Items from a data source
• • •

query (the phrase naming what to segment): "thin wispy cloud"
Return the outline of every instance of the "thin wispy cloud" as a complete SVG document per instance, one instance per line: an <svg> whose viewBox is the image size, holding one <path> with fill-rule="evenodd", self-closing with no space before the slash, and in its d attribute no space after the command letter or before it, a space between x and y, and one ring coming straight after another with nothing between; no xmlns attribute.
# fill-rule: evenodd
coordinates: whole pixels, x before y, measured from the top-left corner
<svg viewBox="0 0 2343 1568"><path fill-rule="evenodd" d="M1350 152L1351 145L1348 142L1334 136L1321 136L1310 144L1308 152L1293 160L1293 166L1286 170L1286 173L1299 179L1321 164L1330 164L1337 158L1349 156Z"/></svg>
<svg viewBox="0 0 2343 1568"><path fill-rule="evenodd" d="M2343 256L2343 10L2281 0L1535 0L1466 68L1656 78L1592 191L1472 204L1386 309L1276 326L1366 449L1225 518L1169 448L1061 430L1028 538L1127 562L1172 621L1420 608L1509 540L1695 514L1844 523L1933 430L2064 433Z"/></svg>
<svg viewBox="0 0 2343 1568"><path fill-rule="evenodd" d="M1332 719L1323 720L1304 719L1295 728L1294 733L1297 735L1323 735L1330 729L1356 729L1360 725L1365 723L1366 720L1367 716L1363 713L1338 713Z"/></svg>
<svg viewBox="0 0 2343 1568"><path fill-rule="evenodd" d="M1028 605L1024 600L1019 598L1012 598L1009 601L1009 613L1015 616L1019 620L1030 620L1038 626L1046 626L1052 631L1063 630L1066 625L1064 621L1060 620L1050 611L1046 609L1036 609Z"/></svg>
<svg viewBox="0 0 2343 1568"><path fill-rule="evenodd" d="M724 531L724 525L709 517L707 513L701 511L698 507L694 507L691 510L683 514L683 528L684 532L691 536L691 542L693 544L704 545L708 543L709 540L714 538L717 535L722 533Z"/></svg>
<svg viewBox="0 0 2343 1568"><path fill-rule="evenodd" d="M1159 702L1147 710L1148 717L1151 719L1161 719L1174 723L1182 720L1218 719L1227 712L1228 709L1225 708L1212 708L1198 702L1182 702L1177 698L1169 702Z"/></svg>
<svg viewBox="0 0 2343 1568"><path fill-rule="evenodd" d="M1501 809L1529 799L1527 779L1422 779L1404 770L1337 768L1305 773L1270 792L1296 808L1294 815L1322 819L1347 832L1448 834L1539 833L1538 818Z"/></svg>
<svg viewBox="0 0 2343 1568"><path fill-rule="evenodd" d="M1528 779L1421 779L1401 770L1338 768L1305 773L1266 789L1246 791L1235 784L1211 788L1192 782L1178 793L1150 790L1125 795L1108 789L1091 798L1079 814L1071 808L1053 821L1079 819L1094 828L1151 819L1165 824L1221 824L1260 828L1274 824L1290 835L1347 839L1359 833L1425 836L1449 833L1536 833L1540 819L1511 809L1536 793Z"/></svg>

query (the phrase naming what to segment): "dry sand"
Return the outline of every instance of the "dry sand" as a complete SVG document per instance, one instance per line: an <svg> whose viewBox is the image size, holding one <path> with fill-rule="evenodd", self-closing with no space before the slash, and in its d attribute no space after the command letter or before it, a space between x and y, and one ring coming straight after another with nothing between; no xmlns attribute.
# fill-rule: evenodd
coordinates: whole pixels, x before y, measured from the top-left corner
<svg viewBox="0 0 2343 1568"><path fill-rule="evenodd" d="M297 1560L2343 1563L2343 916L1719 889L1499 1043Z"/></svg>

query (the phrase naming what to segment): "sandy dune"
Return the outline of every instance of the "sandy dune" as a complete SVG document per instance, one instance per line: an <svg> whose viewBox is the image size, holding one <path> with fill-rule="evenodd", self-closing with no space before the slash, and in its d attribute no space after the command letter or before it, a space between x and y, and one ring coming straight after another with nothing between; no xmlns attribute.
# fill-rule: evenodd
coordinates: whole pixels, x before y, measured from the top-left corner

• • •

→ **EXERCISE BRIEF**
Determine the number of lines in the preceding data that contain the word "cloud". Reply with that number only.

→ **SOLUTION**
2